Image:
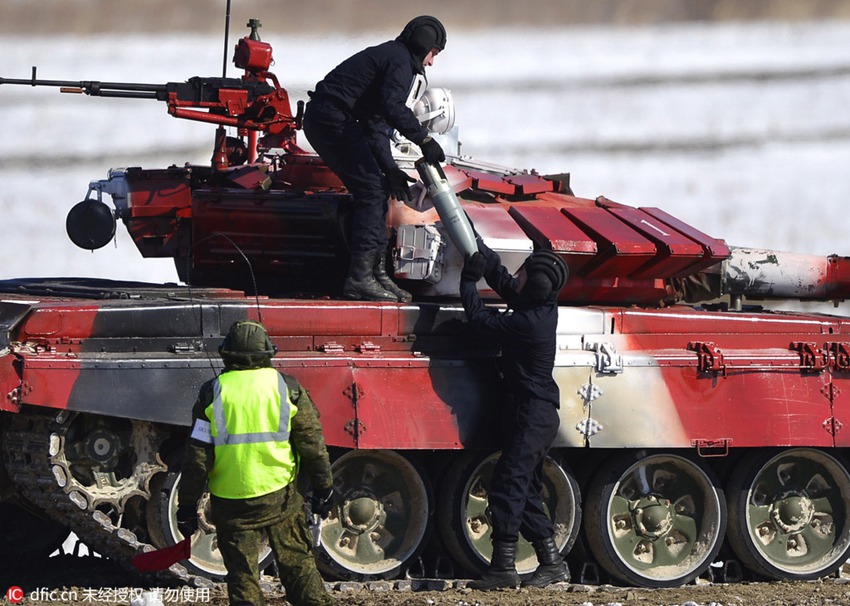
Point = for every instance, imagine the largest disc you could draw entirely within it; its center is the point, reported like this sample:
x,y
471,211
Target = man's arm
x,y
199,453
307,439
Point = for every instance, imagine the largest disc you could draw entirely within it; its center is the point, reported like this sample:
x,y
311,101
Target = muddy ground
x,y
74,581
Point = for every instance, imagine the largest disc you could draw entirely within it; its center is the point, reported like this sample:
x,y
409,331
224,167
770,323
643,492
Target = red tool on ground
x,y
161,559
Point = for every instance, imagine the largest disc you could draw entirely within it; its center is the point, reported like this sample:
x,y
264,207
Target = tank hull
x,y
681,393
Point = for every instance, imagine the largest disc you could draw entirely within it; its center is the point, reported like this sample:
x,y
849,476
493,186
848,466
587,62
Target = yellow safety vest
x,y
250,420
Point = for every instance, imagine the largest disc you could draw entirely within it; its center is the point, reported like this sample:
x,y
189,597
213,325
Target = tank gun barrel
x,y
769,274
95,88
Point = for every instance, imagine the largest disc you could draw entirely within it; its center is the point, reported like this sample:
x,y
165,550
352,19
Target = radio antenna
x,y
226,41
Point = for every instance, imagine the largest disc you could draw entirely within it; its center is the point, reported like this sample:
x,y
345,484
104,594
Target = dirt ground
x,y
73,581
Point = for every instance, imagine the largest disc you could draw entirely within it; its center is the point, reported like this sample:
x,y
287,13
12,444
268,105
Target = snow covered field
x,y
740,129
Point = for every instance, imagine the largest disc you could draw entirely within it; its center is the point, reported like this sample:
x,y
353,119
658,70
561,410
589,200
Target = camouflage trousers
x,y
240,526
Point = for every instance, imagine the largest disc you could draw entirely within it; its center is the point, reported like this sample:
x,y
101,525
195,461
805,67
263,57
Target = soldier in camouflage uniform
x,y
252,428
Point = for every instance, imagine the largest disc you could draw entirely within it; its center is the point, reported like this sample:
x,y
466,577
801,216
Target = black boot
x,y
380,273
552,568
502,570
360,283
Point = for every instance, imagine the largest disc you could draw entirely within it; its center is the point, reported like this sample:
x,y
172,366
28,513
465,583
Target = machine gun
x,y
249,103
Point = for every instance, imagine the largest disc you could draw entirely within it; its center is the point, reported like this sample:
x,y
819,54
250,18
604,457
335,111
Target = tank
x,y
700,432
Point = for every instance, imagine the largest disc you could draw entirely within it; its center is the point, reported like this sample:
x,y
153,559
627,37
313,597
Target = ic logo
x,y
14,594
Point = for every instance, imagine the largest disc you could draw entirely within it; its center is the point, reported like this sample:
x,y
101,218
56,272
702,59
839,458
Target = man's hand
x,y
473,268
321,502
187,520
397,184
431,151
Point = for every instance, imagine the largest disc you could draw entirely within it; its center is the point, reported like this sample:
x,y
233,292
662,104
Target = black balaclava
x,y
422,34
546,274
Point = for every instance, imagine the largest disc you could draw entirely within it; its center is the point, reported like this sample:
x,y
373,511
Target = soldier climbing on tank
x,y
526,333
253,428
348,121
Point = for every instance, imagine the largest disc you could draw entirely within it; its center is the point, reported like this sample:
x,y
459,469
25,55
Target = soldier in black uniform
x,y
348,122
527,334
253,427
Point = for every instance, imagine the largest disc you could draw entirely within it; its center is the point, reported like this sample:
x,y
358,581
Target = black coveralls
x,y
348,122
527,336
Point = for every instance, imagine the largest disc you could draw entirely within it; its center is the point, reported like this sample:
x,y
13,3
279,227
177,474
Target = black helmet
x,y
422,34
546,275
247,344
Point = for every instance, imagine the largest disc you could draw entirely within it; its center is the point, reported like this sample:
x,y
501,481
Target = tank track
x,y
27,442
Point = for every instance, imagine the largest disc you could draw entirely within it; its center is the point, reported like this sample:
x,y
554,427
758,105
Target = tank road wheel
x,y
788,513
656,521
162,526
380,517
101,463
464,519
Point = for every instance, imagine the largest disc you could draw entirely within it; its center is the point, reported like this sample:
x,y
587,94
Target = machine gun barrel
x,y
95,88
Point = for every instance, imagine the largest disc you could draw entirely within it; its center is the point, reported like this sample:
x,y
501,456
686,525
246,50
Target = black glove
x,y
431,151
187,520
473,268
321,502
397,184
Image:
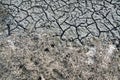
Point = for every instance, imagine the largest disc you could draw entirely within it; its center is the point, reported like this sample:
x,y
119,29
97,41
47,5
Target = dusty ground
x,y
45,57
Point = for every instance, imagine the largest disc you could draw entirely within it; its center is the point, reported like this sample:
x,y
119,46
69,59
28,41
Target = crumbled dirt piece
x,y
48,58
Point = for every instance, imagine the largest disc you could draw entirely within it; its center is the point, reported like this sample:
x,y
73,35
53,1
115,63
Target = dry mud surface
x,y
45,57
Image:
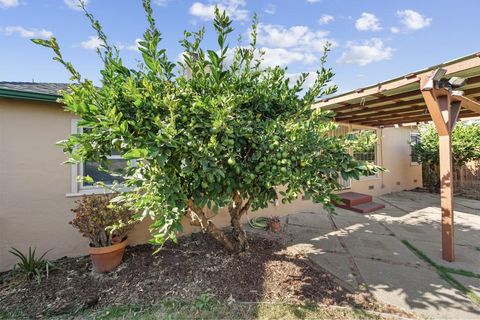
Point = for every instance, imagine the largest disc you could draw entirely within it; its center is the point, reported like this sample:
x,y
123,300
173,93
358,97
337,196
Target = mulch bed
x,y
197,265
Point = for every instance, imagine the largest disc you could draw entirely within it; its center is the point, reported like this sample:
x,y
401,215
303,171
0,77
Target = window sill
x,y
86,192
369,178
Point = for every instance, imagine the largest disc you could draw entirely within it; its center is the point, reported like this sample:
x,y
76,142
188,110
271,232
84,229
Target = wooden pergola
x,y
442,93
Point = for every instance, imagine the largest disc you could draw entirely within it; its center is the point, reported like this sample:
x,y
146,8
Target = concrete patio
x,y
366,250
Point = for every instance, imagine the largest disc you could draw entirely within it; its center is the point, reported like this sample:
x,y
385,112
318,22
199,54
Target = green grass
x,y
207,308
445,273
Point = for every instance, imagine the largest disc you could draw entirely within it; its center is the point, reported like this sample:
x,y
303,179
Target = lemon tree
x,y
215,130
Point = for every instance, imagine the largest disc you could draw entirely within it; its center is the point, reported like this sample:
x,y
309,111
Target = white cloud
x,y
298,38
26,33
9,3
325,19
394,30
282,57
270,9
275,57
413,20
134,47
74,4
368,22
234,8
92,43
161,3
309,81
369,51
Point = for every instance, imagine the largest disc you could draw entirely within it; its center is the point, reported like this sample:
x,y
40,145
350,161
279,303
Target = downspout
x,y
381,158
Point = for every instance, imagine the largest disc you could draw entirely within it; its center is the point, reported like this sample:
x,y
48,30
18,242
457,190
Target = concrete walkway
x,y
367,250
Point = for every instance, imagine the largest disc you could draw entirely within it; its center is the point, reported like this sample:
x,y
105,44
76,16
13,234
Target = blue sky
x,y
373,40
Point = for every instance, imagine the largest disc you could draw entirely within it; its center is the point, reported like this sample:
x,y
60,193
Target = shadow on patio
x,y
367,249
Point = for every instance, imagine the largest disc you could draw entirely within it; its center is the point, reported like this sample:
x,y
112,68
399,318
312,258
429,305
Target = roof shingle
x,y
35,87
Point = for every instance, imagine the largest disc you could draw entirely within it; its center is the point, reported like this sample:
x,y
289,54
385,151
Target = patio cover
x,y
426,95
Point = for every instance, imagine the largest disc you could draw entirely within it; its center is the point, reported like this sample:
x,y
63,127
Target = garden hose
x,y
259,223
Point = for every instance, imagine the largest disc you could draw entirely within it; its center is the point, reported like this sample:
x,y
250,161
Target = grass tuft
x,y
444,273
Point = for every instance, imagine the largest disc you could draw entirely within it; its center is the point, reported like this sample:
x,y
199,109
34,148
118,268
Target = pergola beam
x,y
408,119
439,104
468,103
372,106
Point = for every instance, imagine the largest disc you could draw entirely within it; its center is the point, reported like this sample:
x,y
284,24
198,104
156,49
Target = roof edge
x,y
27,95
406,76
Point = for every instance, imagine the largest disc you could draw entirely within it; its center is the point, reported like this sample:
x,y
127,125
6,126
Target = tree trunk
x,y
236,212
208,227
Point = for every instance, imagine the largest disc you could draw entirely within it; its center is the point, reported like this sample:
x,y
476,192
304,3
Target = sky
x,y
372,40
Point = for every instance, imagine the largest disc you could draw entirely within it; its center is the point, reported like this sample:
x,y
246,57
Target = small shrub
x,y
30,266
101,221
204,302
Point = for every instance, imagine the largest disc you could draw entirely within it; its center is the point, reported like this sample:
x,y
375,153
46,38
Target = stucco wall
x,y
34,208
393,153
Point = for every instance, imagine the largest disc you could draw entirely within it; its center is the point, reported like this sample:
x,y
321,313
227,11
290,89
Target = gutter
x,y
28,95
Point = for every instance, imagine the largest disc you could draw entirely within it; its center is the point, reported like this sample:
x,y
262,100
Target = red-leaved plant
x,y
101,221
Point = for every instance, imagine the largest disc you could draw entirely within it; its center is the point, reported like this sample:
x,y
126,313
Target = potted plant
x,y
106,225
274,224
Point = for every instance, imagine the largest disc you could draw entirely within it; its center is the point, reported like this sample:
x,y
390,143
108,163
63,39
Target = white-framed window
x,y
414,139
91,169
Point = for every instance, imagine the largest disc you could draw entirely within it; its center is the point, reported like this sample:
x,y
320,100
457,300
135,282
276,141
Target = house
x,y
443,94
38,191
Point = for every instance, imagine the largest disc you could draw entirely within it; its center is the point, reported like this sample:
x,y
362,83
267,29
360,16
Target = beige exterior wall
x,y
34,208
393,153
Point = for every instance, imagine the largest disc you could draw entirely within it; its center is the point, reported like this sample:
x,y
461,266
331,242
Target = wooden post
x,y
444,114
446,196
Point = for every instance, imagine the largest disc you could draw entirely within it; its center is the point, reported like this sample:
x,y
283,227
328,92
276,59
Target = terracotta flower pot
x,y
105,259
275,226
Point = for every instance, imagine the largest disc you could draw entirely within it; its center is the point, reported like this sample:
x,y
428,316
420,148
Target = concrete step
x,y
367,207
350,199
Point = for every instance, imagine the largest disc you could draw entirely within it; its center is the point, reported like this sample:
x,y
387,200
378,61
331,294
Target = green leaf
x,y
135,154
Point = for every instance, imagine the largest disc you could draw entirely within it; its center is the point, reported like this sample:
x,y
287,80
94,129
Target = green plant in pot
x,y
106,225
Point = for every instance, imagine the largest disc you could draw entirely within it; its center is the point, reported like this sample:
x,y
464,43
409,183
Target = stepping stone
x,y
418,290
338,265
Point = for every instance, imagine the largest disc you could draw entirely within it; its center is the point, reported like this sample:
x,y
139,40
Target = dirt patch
x,y
197,265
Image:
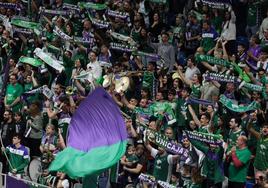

-------

**EXERCISE DIRECTIONS:**
Show every line in the items above that contains the word "camouflage", treating uppercase and lowercase as different.

**TASK OUTPUT:**
Target = camouflage trousers
Target = soldier in camouflage uniform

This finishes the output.